WHAT YOU NEED TO DO:
Wherever the word "shrine" occurs in the listing below, copy that whole line.

SOURCE RECORDS:

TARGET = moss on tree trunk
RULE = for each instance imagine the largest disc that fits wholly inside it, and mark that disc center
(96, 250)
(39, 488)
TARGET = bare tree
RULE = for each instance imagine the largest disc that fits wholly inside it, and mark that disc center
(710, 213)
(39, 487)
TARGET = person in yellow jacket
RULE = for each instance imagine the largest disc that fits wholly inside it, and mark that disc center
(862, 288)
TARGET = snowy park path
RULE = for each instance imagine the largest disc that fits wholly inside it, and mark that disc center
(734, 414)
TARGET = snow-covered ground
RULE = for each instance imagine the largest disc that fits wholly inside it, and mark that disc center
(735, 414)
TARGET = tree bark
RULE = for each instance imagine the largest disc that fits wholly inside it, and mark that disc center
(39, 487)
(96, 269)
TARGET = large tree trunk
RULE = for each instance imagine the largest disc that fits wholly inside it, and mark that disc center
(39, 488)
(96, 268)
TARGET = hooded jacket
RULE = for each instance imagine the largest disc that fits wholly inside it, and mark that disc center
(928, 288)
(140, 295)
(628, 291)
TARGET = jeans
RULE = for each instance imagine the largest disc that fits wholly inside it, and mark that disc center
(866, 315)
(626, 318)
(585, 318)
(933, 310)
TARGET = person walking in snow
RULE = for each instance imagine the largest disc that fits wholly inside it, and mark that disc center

...

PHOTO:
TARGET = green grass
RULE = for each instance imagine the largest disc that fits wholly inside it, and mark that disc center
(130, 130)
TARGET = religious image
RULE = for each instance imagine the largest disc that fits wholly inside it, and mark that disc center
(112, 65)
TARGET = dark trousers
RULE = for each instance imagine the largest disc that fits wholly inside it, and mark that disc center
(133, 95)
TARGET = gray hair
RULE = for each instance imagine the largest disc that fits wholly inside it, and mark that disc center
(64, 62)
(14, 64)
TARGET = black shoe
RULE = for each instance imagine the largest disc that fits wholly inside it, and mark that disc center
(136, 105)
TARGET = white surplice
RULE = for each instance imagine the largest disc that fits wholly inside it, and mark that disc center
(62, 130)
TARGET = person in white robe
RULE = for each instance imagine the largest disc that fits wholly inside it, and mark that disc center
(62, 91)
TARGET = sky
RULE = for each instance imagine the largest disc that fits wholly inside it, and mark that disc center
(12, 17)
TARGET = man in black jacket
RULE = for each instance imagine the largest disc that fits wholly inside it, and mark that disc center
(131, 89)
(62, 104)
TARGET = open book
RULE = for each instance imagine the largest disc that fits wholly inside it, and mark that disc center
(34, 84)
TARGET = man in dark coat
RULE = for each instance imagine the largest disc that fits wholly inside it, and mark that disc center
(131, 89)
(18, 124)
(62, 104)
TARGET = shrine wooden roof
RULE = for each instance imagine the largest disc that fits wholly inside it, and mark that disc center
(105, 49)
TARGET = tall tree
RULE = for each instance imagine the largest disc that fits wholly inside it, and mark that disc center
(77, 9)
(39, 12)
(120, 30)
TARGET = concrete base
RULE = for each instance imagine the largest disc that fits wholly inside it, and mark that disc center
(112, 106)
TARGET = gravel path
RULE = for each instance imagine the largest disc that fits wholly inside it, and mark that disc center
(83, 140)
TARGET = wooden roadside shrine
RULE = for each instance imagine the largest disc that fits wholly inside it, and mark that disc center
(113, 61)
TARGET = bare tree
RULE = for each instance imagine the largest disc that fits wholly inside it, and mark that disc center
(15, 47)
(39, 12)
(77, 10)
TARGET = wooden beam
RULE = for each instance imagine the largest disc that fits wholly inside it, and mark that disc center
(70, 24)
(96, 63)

TASK OUTPUT:
TARGET = shrine wooden roof
TARGET = wooden roadside shrine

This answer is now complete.